▸ Selected passage:
-=-=-
Is Rudy Giuliani running for President? Does Walker have to answer for every statement he makes? That is the issue here, if you recall.
garage mahal said...
Simon
See here
2/25/15, 9:11 AM
According to that link:
Maybe President Obama's mainstream brand of Christianity is so foreign to Walker that he doesn't even recognize it. So J.W.'s "God damn America" church is "mainstream"?
Also, according to this article, a church that Walker has attended since 2003 defines him but a church that Obama attended for 20(?) years does not define him?
Nice double-standards you got there...
Also, as Lutheran I thought I would post this.
https://www.youtube.com/watch?v=Za-2OkE0BVk
Also, according to this article, a church that Walker has attended since 2003 defines him but a church that Obama attended for 20(?) years does not define him?
I would say the church Obama was part of defined him.
-=-=-
▸ Material:

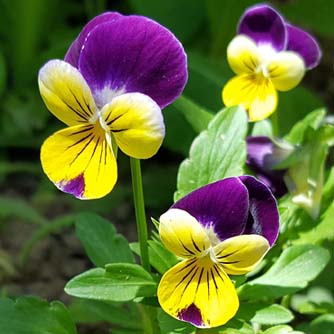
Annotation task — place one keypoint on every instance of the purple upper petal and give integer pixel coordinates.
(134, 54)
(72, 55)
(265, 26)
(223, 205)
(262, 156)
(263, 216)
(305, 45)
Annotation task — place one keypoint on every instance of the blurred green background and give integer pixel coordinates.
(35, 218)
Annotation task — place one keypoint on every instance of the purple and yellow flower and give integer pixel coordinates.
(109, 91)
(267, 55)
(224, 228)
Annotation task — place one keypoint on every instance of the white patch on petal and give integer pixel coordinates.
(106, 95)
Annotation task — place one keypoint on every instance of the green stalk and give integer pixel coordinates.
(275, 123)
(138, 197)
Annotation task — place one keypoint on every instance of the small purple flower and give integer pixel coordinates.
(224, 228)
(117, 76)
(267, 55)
-=-=-
▸ Required work:
1. According to the article cited in the comment thread, since what year has Walker attended his church?
2. Reproduce the part of the comment thread that opens with the words containing "garage mahal said..." and closes with "would post this.".
The listing has no connection to the comment thread.

▸ Worked answers:
1. Since 2003.

2.
garage mahal said...
Simon
See here
2/25/15, 9:11 AM
According to that link:
Maybe President Obama's mainstream brand of Christianity is so foreign to Walker that he doesn't even recognize it. So J.W.'s "God damn America" church is "mainstream"?
Also, according to this article, a church that Walker has attended since 2003 defines him but a church that Obama attended for 20(?) years does not define him?
Nice double-standards you got there...
Also, as Lutheran I thought I would post this.